• _EXCERPTED PASSAGE_
>> START

Each make step to build the design is specified in the following sections. These sections also detail the options used and the location of input and output files in each case. The generated files for each FFT_2D_INSTS are placed under an individual directory: $(BUILD_TARGET_DIR)/.

make kernels: Compiling PL Kernels

make kernels: Compile PL Kernels

In this step, the Vitis compiler takes any V++ kernels (RTL or HLS C) in the PL region of the target platform (xilinx_vck190_base_202410_1) and the HLS kernels and compiles them into their respective XO files. The following commands compile the kernels ( TARGET=hw_emu, FFT_2D_INSTS=1, ITER_CNT=16, FFT_2D_DT=0, and FFT_2D_PT=2048).

>> END

• _CHALLENGES_
1. Write out, word for word, the portion of the Vitis build passage that opens with the words containing "In this step, the" and closes with "FFT_2D_DT=0, and FFT_2D_PT=2048).".
2. Write what comes next in the Vitis build passage, starting after its final sentence.

• _SUPPLIED RECORDS_
>> START

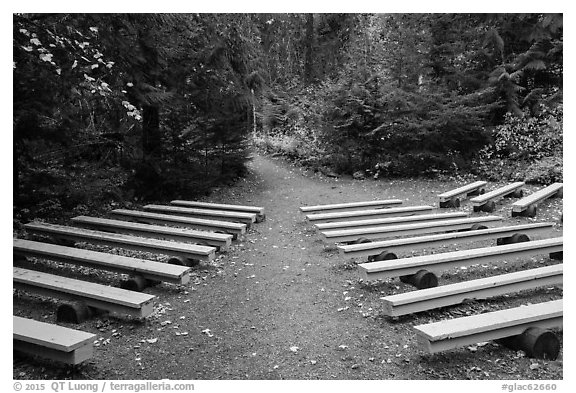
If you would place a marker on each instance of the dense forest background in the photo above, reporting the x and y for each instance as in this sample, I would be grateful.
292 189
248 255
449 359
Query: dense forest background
116 109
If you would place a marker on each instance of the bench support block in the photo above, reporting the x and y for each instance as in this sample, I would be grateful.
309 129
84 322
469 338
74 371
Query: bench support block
422 279
529 212
536 342
136 283
559 256
515 238
76 312
383 256
453 202
181 261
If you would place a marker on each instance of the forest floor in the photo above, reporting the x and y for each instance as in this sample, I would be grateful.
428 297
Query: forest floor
281 304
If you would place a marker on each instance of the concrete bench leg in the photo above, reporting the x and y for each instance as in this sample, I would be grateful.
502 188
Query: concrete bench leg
557 255
76 312
422 279
383 256
181 261
515 238
361 240
529 212
536 342
453 202
138 283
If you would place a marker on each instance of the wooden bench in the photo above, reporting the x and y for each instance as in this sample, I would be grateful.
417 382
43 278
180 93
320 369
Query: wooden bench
452 198
487 202
527 206
351 206
102 297
375 222
368 214
245 218
50 341
483 288
388 249
234 228
183 250
150 270
457 332
405 267
219 240
374 233
259 211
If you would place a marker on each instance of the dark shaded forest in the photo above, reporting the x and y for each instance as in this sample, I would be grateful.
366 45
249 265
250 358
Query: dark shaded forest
115 109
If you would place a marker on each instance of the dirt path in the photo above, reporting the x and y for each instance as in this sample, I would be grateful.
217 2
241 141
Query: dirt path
279 305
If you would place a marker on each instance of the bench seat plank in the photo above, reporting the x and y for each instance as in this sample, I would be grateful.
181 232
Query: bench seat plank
234 228
388 221
367 214
494 194
445 196
420 242
536 197
382 232
452 333
220 240
52 341
186 250
447 295
351 206
151 270
96 295
245 218
438 262
218 206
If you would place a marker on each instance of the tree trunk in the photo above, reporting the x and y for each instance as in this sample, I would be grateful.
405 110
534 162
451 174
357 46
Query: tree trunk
309 61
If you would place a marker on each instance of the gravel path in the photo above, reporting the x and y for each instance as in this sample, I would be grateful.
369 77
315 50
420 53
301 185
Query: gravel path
281 305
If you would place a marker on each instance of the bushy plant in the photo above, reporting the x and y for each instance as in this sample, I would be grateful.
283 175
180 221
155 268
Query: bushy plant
528 137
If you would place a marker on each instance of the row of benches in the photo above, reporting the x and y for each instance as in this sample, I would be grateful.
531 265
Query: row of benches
187 242
511 241
486 201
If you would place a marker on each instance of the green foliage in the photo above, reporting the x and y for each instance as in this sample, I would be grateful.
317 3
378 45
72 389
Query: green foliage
164 100
528 148
528 137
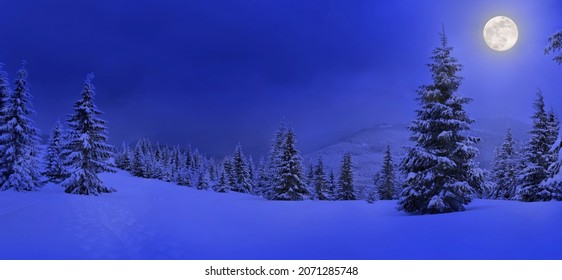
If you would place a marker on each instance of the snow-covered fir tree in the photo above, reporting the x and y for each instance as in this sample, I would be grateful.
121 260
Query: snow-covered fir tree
19 139
262 179
504 169
274 161
221 185
346 190
537 158
553 124
239 166
554 180
5 93
89 152
289 186
251 171
55 170
320 181
372 192
229 173
442 175
555 46
387 178
123 159
202 180
332 186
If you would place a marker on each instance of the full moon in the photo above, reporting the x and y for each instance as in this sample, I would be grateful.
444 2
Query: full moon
500 33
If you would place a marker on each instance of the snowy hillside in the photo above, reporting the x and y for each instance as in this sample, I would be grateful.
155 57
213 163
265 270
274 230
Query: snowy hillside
367 146
150 219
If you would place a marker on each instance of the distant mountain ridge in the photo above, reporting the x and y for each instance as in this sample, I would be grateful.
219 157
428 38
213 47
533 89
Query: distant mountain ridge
367 145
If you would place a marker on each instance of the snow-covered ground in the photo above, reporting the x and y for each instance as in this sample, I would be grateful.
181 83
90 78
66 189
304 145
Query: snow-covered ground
149 219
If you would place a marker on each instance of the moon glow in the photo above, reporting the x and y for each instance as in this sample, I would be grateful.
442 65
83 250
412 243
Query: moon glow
500 33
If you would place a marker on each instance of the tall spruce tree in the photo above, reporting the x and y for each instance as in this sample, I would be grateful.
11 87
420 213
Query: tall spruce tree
555 46
554 181
387 178
505 168
273 164
5 93
442 175
332 186
89 151
19 139
346 190
289 185
537 158
243 183
55 170
320 181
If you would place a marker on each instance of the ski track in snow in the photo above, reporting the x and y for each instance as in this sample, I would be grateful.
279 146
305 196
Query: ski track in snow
20 205
150 219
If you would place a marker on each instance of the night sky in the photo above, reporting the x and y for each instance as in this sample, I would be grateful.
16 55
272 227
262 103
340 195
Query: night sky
214 73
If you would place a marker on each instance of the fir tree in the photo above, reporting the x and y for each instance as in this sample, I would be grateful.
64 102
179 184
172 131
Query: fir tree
537 158
320 181
346 187
332 186
442 175
202 183
309 181
89 151
19 139
240 170
229 173
554 181
555 45
221 185
290 185
55 170
387 181
124 159
505 169
274 162
262 179
4 134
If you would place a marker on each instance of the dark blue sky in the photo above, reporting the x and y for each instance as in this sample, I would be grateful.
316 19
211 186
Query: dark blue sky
213 73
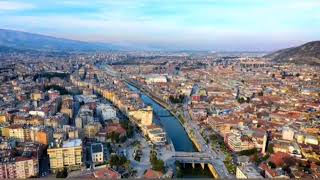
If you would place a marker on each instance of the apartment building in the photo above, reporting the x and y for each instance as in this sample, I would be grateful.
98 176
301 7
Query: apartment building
68 155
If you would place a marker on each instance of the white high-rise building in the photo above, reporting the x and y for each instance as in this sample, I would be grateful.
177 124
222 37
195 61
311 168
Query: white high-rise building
287 133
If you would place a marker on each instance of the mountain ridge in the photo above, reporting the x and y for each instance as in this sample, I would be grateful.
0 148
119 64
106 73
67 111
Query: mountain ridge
31 41
308 53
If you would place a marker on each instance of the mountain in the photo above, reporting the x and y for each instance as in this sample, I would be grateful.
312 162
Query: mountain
28 41
308 53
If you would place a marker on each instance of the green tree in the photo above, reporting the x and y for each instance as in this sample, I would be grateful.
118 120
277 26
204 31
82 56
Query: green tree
270 149
62 173
272 165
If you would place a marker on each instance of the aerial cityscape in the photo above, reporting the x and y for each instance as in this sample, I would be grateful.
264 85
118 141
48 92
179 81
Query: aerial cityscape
159 89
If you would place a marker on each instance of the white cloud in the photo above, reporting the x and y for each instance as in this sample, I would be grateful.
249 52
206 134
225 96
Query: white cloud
14 6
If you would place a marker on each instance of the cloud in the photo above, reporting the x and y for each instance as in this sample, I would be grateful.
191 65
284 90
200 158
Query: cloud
14 6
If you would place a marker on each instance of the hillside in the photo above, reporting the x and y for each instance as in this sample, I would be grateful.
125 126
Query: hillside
308 53
28 41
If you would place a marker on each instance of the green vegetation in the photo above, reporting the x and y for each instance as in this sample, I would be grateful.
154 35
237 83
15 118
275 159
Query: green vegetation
115 137
157 164
117 161
272 165
229 164
270 149
62 173
177 99
248 152
218 141
62 90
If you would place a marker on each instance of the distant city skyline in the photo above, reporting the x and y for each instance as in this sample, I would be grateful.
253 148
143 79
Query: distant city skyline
228 25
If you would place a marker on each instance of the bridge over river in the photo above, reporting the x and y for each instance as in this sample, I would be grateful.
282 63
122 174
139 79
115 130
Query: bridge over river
185 152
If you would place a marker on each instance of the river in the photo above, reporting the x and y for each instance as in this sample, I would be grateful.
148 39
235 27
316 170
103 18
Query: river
177 134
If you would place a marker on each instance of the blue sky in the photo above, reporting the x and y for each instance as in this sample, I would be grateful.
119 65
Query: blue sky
171 24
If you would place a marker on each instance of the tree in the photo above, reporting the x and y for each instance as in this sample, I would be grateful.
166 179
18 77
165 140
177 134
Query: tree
115 137
272 165
117 161
62 174
157 164
260 93
270 149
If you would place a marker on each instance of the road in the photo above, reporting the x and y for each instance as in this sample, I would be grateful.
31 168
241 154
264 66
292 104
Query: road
194 128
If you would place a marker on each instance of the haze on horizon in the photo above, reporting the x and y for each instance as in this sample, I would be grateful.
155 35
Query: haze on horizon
228 25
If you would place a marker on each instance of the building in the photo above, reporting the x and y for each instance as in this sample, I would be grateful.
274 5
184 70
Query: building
96 150
18 132
287 133
26 167
309 139
238 142
106 112
247 171
152 174
144 117
68 155
156 134
106 173
84 116
91 129
8 170
156 79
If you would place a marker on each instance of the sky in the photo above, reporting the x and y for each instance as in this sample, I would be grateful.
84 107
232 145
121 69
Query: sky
215 25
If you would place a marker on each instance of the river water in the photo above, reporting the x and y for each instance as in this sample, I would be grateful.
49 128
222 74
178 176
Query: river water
176 133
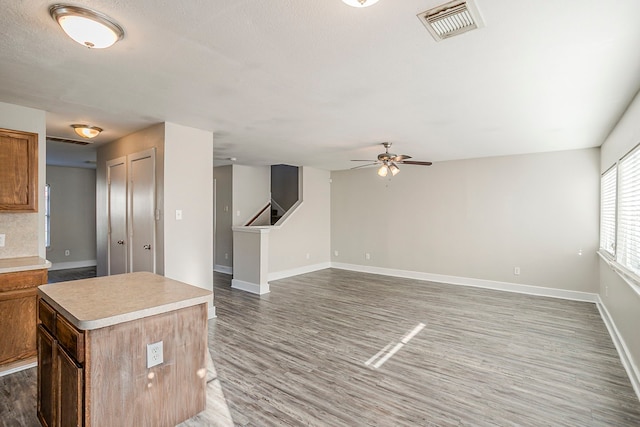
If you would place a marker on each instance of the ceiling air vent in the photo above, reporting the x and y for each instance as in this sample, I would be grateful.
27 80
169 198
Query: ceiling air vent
451 19
67 141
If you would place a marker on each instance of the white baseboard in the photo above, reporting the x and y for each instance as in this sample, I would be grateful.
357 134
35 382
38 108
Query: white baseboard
223 269
621 346
73 264
477 283
254 288
212 312
277 275
21 365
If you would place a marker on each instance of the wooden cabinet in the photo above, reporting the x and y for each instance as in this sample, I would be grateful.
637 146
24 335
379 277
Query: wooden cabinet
99 377
19 171
60 372
18 314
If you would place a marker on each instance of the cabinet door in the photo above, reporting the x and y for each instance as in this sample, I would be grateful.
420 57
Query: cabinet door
47 350
19 171
69 390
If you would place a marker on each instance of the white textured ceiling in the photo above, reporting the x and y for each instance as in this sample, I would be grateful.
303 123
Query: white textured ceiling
318 83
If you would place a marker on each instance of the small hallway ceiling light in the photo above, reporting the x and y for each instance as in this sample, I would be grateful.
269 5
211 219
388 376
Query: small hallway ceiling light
87 27
87 131
388 167
360 3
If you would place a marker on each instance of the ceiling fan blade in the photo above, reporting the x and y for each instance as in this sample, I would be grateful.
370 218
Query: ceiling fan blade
364 166
413 162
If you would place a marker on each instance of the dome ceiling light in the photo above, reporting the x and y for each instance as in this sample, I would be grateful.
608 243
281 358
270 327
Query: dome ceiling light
87 131
87 27
360 3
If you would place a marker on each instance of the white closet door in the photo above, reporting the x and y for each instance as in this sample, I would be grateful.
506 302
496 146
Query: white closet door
142 206
117 216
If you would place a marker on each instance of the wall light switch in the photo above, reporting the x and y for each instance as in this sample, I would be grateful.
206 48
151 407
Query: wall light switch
154 354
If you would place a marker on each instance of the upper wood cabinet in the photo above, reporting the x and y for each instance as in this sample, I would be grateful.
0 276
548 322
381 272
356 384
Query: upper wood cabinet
19 171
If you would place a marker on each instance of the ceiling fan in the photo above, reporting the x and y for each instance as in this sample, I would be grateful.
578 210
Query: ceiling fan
389 161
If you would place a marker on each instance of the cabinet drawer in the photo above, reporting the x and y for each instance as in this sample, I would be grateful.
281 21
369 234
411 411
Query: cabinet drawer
70 338
47 316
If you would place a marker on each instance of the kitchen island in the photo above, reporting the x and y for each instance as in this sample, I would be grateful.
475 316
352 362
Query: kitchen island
124 350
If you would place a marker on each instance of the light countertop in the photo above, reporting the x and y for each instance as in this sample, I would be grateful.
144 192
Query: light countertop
12 265
104 301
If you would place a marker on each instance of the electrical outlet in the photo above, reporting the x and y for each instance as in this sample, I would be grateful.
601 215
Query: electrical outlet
154 354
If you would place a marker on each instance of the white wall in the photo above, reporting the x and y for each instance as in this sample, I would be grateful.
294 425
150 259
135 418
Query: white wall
188 186
25 231
476 218
251 191
620 299
224 211
73 216
306 231
151 137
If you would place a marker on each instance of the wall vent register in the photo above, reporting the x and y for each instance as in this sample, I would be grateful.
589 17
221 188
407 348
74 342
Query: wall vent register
451 19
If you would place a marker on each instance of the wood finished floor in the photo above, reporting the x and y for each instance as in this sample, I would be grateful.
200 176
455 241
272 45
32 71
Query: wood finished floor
298 357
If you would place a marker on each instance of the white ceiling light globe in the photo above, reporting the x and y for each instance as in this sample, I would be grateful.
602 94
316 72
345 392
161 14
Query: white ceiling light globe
87 27
360 3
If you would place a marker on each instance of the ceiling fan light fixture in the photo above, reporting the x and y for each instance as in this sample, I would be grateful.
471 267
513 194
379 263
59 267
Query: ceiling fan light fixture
85 26
87 131
360 3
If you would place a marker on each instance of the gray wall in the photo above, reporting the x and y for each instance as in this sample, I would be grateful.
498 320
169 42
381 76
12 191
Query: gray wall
622 299
251 191
476 219
188 187
73 216
223 215
24 232
151 137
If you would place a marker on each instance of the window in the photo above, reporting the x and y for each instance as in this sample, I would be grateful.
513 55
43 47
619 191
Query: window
628 226
608 211
47 215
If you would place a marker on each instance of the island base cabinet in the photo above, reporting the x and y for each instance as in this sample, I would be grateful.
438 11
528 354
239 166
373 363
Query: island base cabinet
68 391
100 378
60 384
46 356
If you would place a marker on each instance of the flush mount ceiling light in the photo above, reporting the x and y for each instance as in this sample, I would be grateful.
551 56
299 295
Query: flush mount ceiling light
87 131
360 3
87 27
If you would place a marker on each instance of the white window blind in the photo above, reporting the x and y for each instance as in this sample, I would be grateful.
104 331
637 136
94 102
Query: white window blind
628 242
608 211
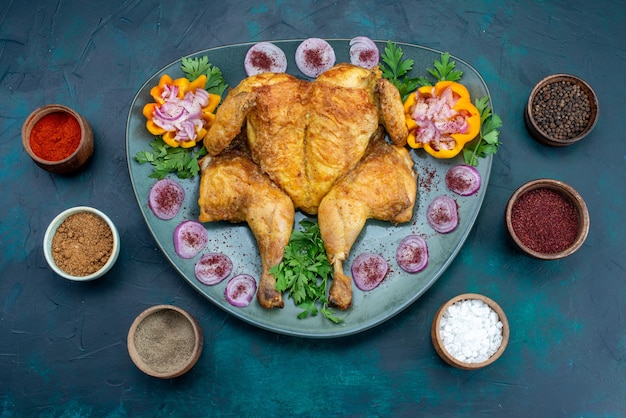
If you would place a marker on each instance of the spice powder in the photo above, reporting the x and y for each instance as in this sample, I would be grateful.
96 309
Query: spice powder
82 244
165 341
545 221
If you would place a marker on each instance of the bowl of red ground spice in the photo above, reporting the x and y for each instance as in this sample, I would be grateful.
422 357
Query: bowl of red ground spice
81 244
562 109
164 341
547 219
57 138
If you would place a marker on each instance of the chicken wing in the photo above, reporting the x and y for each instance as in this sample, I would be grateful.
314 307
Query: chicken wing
383 186
233 188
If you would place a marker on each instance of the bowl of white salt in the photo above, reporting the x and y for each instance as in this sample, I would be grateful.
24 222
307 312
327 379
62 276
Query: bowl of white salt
470 331
165 341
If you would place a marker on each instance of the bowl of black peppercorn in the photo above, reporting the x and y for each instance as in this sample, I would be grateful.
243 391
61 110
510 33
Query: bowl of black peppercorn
561 110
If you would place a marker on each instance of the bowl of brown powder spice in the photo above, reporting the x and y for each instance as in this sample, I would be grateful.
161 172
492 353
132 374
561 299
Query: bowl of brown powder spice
81 244
165 341
547 219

>> END

• _RESPONSES PER TASK_
1.
In this step, the Vitis compiler takes any V++ kernels (RTL or HLS C) in the PL region of the target platform (xilinx_vck190_base_202410_1) and the HLS kernels and compiles them into their respective XO files. The following commands compile the kernels ( TARGET=hw_emu, FFT_2D_INSTS=1, ITER_CNT=16, FFT_2D_DT=0, and FFT_2D_PT=2048).

2.
make kernels

The expanded command is as follows (for fft_2d):

mkdir -p $(BUILD_TARGET_DIR); \

cd $(BUILD_TARGET_DIR); \

v++ --target hw_emu --hls.pre_tcl $$(DIRECTIVES_REPO)/hls_pre.tcl \
   --hls.clock 500000000:fft_2d -D MAT_ROWS=1024 -D MAT_COLS=2048 -D FFT_2D_DT=0 \
   --platform xilinx_vck190_base_202410_1 --save-temps --temp_dir $(BUILD_TARGET_DIR)/_x \
   --verbose -g -c -k fft_2d $(DESIGN_REPO)/pl_src/fft_2d.cpp -o $(BUILD_TARGET_DIR)/fft_2d.hw_emu.xo

For dma_hls:

mkdir -p $(BUILD_TARGET_DIR); \

cd $(BUILD_TARGET_DIR); \

v++ --target hw_emu --hls.clock 250000000:dma_hls --platform xilinx_vck190_base_202410_1 \
   --save-temps --temp_dir $(BUILD_TARGET_DIR)/_x --verbose -g -c -k dma_hls -D FFT_2D_DT=0 \
   $(DESIGN_REPO)/pl_src/dma_hls.cpp -o $(BUILD_TARGET_DIR)/dma_hls.hw_emu.xo

See this page for a detailed description of all Vitis compiler switches. The following table provides a summary of the switches used.

Switch	Description
--target \| -t [hw\|hw_emu]	Specifies the build target.
--hls.pre_tcl <arg>	Specifies a Tcl file containing Tcl commands for `vitis_hls` to source before running `csynth_design`. See this page for details about HLS options.
--platform \| -f	Specifies the name of a supported acceleration platform as specified by the $PLATFORM_REPO_PATHS environment variable or the full path to the platform XPFM file.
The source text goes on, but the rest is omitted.